* [EXERCISE DIRECTIONS]:
From the data below, report how many lines contain the word "ticket", giving the number and nothing else.

*** SUPPLIED DATA Section Begins ***

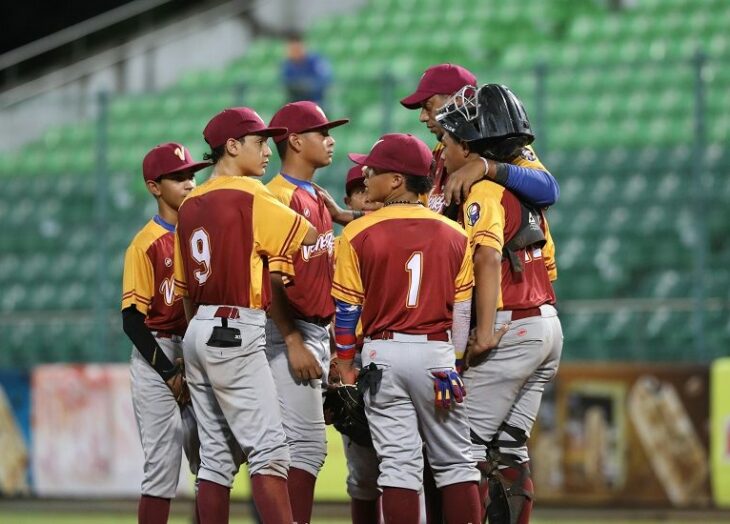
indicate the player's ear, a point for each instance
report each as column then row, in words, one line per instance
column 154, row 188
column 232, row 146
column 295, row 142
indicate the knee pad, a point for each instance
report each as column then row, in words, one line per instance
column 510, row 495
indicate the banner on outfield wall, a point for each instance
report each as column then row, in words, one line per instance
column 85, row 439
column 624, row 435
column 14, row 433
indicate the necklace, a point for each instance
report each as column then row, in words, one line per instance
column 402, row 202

*** SUPPLIED DATA Section Ends ***
*** SUPPLIED DATA Section Begins ***

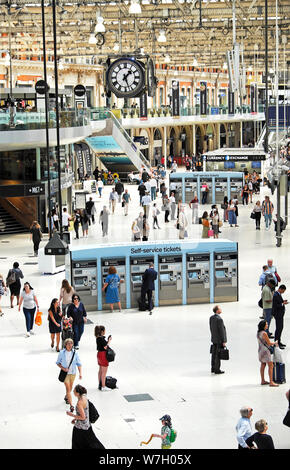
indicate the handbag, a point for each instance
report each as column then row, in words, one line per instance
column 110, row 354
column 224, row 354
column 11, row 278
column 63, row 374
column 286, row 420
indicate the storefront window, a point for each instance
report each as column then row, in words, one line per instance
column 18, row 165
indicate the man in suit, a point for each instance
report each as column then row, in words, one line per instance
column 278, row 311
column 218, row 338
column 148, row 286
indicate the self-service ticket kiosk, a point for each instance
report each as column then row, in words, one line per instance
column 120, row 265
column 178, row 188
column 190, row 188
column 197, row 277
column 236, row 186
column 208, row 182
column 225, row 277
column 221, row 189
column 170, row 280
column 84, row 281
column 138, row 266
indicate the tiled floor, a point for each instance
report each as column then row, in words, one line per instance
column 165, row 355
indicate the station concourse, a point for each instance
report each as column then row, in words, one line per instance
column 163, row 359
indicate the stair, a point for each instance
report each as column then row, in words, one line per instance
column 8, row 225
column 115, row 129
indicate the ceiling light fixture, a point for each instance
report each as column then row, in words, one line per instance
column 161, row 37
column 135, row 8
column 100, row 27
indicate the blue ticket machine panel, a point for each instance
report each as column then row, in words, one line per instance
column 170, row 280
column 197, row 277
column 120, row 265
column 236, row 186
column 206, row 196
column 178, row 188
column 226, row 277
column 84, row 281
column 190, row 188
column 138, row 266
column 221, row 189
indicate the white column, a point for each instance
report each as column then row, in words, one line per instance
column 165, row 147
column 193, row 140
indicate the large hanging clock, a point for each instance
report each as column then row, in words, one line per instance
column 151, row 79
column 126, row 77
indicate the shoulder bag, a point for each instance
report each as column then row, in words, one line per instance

*** SUPPLIED DATA Section Ends ***
*** SUPPLIED DATA Section Begins ***

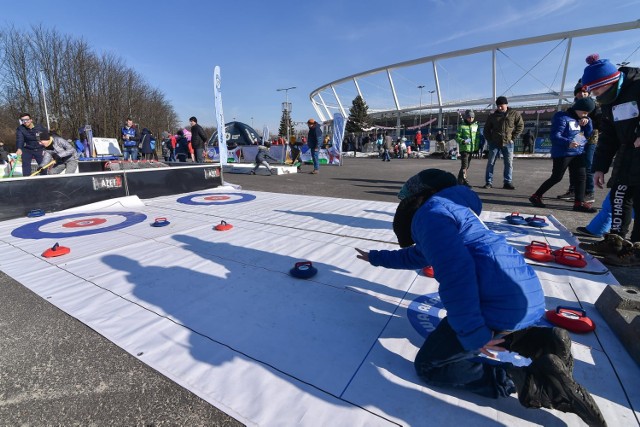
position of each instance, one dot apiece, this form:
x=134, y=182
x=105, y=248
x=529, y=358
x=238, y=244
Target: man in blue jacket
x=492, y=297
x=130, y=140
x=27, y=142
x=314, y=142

*** SUPPLIED DATA Section Ends ***

* [REPLY]:
2